• TASK OBJECTIVE:
Reproduce the data below line for line, without any change, and omit the picture.

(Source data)
[start]
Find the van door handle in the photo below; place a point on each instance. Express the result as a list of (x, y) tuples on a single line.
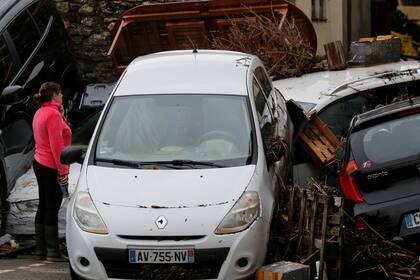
[(51, 64)]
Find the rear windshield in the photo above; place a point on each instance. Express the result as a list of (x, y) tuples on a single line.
[(393, 140)]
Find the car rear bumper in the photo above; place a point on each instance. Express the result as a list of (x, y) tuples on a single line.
[(390, 215)]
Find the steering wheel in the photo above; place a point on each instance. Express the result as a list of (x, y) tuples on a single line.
[(218, 134)]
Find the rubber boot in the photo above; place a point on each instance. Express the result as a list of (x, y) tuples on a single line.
[(53, 250), (40, 248)]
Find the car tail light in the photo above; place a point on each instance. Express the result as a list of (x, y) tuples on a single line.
[(360, 223), (348, 183)]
[end]
• TASK ANSWER:
Find the van door handle in the photo below; place a point on each instance. Express the result as a list of (x, y) tuples on a single line.
[(51, 64)]
Find the rear windshield in the photo above; place a point on each instance. Express the result as a list of (x, y) tuples on a single line.
[(393, 140)]
Find the car rear bumper in the photo above; place a point on each instance. Express the result as a list of (x, y) tuples on a single line.
[(390, 215)]
Find the steering wheel in the photo above; place a point on each instance. Express the result as a list of (x, y) tuples on a single line.
[(218, 134)]
Find the rubber boot in the photo above; place a point on each instance. Express the result as a list of (x, y) tuples on a single line.
[(53, 250), (40, 248)]
Find the car tail light in the photo above; place a point on each instance. Express the result as a list of (x, y) tuples on a single line.
[(360, 223), (348, 183)]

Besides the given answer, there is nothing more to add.